--- begin ---

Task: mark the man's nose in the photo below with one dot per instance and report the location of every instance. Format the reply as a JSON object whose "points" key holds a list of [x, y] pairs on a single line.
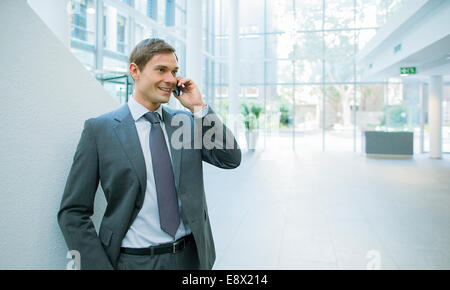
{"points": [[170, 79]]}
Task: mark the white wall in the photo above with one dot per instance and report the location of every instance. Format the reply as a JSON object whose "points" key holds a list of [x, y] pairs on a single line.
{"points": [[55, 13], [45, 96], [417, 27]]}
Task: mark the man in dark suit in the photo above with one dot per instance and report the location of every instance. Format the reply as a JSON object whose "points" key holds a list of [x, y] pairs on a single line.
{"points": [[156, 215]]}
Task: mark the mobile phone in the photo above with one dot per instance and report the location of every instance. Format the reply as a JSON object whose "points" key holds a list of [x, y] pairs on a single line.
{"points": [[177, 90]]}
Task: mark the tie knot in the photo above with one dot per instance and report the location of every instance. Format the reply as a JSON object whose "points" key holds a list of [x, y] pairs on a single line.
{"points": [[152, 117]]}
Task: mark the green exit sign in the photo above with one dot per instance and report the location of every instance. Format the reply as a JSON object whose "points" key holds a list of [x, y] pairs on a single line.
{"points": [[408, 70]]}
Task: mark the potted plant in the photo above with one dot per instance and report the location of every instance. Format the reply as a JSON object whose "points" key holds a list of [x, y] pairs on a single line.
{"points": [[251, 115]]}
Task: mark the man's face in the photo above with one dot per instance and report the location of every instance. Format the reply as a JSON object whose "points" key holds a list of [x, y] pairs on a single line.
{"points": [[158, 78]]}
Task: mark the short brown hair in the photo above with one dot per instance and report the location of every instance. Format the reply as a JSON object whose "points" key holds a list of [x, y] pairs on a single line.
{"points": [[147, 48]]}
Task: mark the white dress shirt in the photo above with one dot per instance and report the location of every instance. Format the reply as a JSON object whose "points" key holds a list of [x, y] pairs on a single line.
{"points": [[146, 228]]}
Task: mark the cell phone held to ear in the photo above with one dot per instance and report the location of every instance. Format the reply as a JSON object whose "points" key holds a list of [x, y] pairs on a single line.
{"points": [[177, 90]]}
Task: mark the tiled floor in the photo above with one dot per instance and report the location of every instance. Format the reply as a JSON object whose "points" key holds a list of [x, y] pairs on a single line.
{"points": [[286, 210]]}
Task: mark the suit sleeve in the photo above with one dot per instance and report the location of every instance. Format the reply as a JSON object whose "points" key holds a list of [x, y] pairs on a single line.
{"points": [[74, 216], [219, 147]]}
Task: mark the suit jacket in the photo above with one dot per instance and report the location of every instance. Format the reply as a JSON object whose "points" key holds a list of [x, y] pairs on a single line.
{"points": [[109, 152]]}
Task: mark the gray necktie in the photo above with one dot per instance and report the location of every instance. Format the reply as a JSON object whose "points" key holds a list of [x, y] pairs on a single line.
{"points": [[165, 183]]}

--- end ---
--- begin ---

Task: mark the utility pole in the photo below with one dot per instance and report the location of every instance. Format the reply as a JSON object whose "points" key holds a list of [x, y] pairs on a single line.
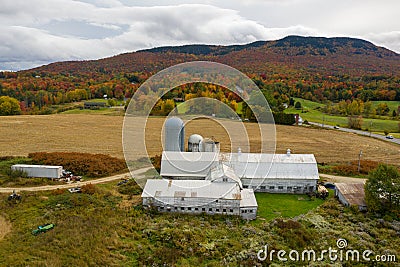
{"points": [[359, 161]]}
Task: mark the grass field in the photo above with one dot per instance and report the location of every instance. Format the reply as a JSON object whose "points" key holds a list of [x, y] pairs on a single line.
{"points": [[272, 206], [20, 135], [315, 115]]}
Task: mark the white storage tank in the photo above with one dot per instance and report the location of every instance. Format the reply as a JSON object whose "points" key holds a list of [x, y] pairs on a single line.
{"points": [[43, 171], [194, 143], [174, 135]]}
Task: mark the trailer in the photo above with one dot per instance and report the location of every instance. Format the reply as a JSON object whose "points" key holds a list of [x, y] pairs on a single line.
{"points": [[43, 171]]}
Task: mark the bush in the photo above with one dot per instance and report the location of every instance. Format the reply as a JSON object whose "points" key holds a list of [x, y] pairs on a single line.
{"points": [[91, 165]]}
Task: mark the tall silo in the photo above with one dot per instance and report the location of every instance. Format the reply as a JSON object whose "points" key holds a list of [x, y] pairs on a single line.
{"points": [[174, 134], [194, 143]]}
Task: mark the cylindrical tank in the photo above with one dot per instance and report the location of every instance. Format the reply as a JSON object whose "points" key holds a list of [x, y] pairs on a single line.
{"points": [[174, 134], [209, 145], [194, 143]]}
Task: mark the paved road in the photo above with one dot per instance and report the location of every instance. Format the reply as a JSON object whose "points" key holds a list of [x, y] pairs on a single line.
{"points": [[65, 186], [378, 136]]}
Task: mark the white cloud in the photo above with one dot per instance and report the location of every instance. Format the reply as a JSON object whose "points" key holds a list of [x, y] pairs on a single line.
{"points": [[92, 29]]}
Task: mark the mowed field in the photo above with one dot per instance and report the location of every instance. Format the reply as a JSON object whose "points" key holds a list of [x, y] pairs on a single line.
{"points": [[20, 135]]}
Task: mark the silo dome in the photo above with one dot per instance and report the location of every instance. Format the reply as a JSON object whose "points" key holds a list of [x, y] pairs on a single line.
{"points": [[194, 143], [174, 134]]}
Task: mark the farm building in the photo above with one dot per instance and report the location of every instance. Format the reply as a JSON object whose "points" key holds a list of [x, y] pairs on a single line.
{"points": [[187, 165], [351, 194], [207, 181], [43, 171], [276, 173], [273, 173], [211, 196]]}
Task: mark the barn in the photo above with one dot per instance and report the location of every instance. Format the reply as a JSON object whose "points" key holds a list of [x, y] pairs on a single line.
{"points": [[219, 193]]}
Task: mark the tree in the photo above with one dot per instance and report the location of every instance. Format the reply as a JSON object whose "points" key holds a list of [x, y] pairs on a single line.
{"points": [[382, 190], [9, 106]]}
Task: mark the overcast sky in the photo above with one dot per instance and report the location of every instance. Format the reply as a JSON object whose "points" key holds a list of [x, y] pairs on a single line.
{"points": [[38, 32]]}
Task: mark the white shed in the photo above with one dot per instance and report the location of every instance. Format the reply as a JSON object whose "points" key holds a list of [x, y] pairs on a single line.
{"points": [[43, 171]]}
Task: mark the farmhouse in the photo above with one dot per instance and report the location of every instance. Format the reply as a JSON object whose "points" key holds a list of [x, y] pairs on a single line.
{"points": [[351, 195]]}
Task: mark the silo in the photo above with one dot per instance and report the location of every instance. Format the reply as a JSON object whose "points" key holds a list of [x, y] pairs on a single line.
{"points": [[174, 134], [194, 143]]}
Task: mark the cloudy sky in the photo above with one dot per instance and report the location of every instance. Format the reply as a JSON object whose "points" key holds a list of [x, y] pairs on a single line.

--- end ---
--- begin ---

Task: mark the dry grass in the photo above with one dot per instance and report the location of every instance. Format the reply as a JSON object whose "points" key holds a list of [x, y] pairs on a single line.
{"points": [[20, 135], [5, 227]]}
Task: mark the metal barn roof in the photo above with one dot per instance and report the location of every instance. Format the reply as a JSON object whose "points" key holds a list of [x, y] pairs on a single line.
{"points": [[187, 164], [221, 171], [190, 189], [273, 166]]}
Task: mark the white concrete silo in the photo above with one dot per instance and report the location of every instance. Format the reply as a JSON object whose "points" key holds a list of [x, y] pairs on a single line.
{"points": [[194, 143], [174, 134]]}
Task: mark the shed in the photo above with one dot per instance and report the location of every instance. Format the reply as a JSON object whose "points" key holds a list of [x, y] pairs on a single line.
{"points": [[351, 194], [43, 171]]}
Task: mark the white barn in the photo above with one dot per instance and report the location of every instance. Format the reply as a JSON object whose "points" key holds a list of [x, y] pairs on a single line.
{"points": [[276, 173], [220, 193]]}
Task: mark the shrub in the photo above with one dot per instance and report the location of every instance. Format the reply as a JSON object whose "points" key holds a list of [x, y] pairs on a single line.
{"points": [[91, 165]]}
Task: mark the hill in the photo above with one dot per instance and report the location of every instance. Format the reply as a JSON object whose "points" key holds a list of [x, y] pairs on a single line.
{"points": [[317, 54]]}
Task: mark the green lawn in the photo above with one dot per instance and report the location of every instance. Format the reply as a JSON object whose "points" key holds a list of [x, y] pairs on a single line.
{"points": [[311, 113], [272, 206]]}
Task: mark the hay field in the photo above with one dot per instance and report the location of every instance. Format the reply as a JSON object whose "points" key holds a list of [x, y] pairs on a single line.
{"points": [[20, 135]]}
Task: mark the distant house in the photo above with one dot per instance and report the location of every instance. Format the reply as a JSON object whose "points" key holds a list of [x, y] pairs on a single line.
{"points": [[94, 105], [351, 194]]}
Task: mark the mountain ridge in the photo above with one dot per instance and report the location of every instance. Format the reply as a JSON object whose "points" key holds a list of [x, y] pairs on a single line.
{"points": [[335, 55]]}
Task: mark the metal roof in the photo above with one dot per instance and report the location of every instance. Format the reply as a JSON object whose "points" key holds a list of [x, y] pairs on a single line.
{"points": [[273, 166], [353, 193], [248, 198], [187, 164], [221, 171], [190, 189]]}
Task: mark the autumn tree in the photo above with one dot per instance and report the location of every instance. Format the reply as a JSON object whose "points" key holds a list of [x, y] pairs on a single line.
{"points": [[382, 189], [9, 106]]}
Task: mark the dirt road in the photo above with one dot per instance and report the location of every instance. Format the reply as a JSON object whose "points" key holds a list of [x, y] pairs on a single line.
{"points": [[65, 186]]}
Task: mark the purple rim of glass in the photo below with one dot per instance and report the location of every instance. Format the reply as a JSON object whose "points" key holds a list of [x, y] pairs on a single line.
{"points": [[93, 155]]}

--- end ---

Locate each line of the data above that contains the word "nose" and copy those lines out in full. Treat uppercase and lowercase letters as different.

**Solution**
Task: mark the man's nose in the photo below with one dot per instance and report the location of every instance. Format the reply as a JSON object whose "points" key holds a list of [x, y] pairs on a single line.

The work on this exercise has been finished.